• _本文_
「制裁が発動されて以降、石油やガスの輸出に関係する多くの企業が新たな状況に適応しています。『価格の上限』を守らず、ロシア産の石油を輸送する安定したタンカーが現れています。EUの第11弾制裁パッケージでは、船はヨーロッパの港に入港することが禁じられていますが、この禁止はこれらの船にはあまり意味のないものです。というのも、これらの船はもともとヨーロッパの港には寄港していないからです。もしどこかの船がこのビジネスから撤退したとしても、そこにはまた別の船がやってきます。海上運賃は2〜3倍高くなる可能性があり、これはかなりの収入になります」
「これは米国とカナダが支持している方式です。米国やカナダはロシアとの貿易高はそれほど高くないからです。しかし、イタリア、ドイツ、フランスにとって、これは深刻な脅威であり、そのような決定を下す用意ができていないことは明らかです。大きなファクターとなる可能性があるのは、ロシアがその対抗策として、ウランや核燃料の輸送を禁止する可能性があるということです。これはG7の一連の加盟国にとってはきわめて重大な脅威です。

• _作業内容_
a: 制裁についての文章をもとに、次の問いに答えよ。
(i) EUの第11弾制裁パッケージでは、船は何を禁じられているか。
(ii) 海上運賃は何倍高くなる可能性があるとされているか。
(iii) ロシアが対抗策として禁止する可能性があるとされているのは、何の輸送か。
b: 制裁についての文章に出てくる国名をすべて挙げよ。
c: 制裁についての文章の最後の文に続く部分を書き継げ。

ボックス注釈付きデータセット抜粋
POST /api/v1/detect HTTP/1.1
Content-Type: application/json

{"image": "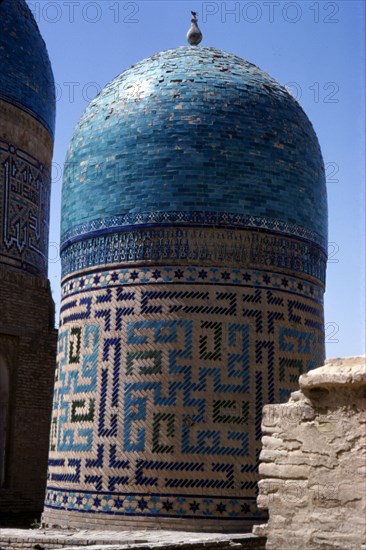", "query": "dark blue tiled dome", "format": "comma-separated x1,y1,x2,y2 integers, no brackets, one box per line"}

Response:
0,0,55,135
62,46,327,252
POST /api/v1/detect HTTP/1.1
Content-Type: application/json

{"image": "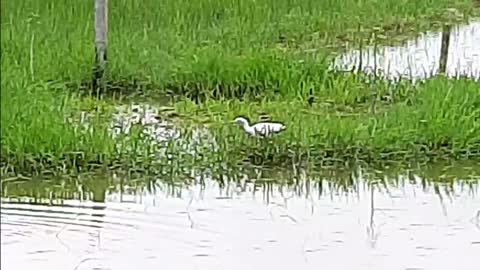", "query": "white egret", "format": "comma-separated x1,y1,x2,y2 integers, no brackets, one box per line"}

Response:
233,117,287,137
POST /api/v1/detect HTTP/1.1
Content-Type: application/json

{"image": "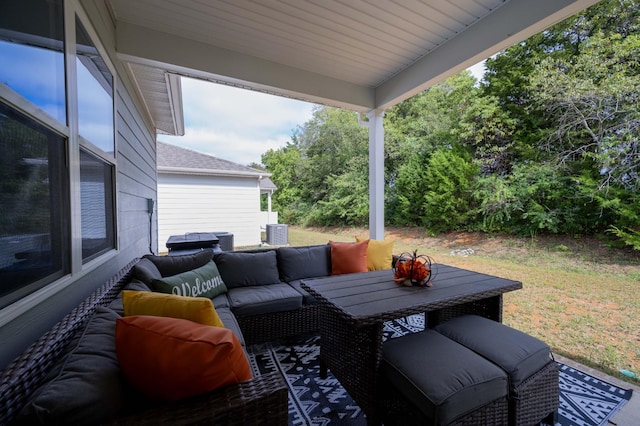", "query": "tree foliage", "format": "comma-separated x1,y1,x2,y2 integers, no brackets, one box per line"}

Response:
262,0,640,249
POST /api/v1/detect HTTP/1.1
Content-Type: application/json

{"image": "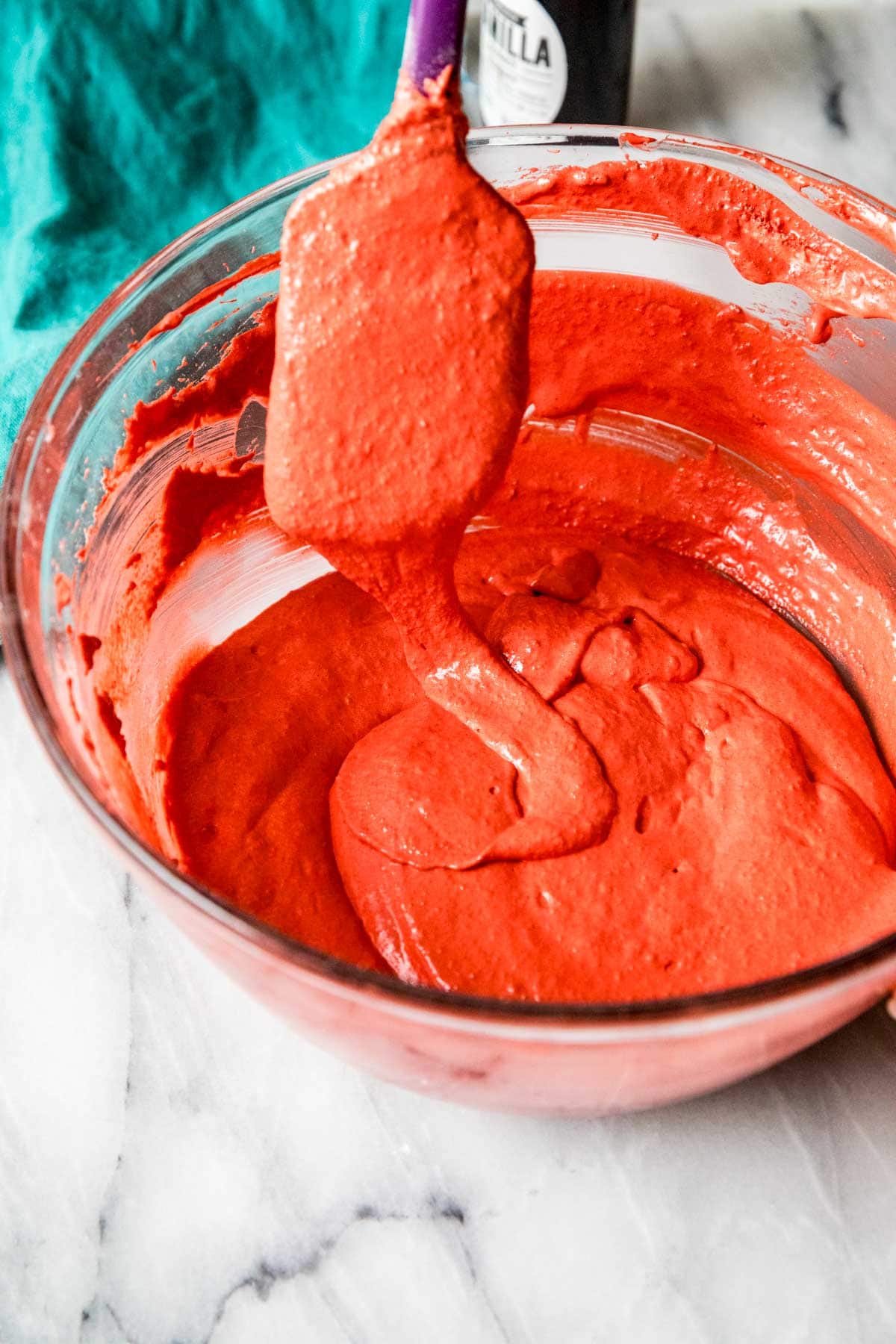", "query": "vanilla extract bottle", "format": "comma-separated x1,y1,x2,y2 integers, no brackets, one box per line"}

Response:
478,0,634,126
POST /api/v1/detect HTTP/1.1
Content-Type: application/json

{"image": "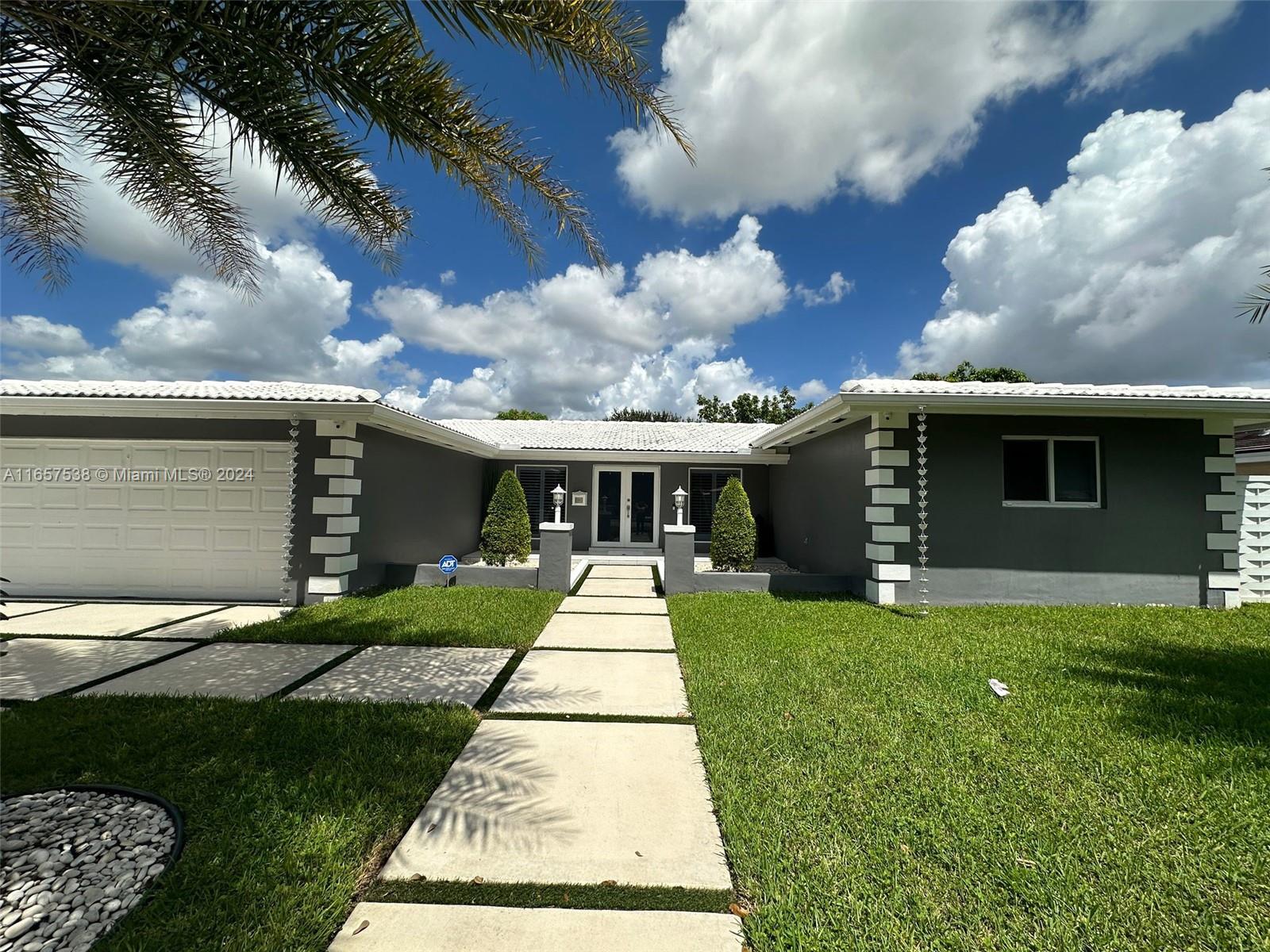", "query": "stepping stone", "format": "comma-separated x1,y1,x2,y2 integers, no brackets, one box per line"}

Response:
533,613,675,651
0,639,197,701
375,720,732,893
556,595,668,614
0,601,75,618
491,651,688,717
328,903,745,952
578,576,656,598
0,601,225,639
144,605,282,639
287,645,514,707
587,565,652,582
83,643,352,701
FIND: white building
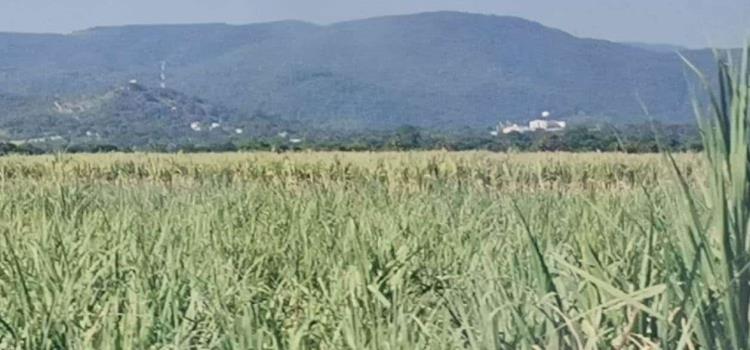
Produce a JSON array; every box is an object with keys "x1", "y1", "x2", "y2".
[
  {"x1": 492, "y1": 111, "x2": 568, "y2": 136},
  {"x1": 503, "y1": 124, "x2": 531, "y2": 135},
  {"x1": 529, "y1": 119, "x2": 568, "y2": 131}
]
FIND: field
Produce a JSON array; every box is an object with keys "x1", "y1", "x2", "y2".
[{"x1": 0, "y1": 152, "x2": 720, "y2": 349}]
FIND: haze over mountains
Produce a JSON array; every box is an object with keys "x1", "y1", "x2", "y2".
[{"x1": 0, "y1": 12, "x2": 712, "y2": 144}]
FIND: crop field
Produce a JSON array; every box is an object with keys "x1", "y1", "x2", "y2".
[{"x1": 0, "y1": 152, "x2": 721, "y2": 349}]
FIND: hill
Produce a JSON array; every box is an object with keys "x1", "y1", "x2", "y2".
[
  {"x1": 0, "y1": 12, "x2": 724, "y2": 142},
  {"x1": 0, "y1": 82, "x2": 284, "y2": 146}
]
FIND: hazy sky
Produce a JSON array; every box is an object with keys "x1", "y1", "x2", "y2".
[{"x1": 0, "y1": 0, "x2": 750, "y2": 47}]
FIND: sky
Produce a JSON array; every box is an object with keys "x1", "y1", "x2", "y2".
[{"x1": 0, "y1": 0, "x2": 750, "y2": 48}]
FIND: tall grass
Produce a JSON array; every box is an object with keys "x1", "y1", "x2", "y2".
[
  {"x1": 676, "y1": 47, "x2": 750, "y2": 349},
  {"x1": 0, "y1": 50, "x2": 750, "y2": 350}
]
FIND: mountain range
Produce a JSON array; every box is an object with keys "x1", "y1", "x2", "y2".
[{"x1": 0, "y1": 12, "x2": 713, "y2": 145}]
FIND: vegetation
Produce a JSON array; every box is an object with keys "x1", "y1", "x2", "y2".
[
  {"x1": 0, "y1": 152, "x2": 706, "y2": 349},
  {"x1": 0, "y1": 12, "x2": 712, "y2": 137},
  {"x1": 0, "y1": 25, "x2": 750, "y2": 350}
]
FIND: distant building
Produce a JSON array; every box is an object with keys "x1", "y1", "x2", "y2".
[
  {"x1": 529, "y1": 119, "x2": 567, "y2": 131},
  {"x1": 492, "y1": 111, "x2": 568, "y2": 136},
  {"x1": 503, "y1": 124, "x2": 531, "y2": 135}
]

• _解答例_
a:
(i) 船はヨーロッパの港に入港することを禁じられている。
(ii) 海上運賃は2〜3倍高くなる可能性があるとされている。
(iii) ウランや核燃料の輸送である。

b: ロシア、米国、カナダ、イタリア、ドイツ、フランス

c:
日本はおそらく、G7の全体の決定に賛同するでしょう。かつて日本は、360万ルーブル以上の自動車をロシアに輸出するのを禁止しましたが、新たな制裁の枠内では、中古自動車の販売を禁止する可能性があります。しかし、これが、ロシア経済にとってそれほど深刻なことでないのはお分かりになるでしょう」
「多くの部門で、すでに新たな条件、新体制への適応が起こっています。複数の国にかなりの利益をもたらすような並行輸入が機能しています。もちろん、いくつかの製品群には、ロシアが輸入を完全に停止することができないニッチな部分がありますが、そうした部分というのは欧州諸国、またその他の国々にもあり、そうした国々には、一連のロシア製品を輸入しないわけにはいかない事情があるのです。
ですから、制裁によってロシア経済への損害はあったとしても、ロシア経済が崩壊するとは思いません。ですが、制裁による逆効果というものは、けして無視してはならないのです」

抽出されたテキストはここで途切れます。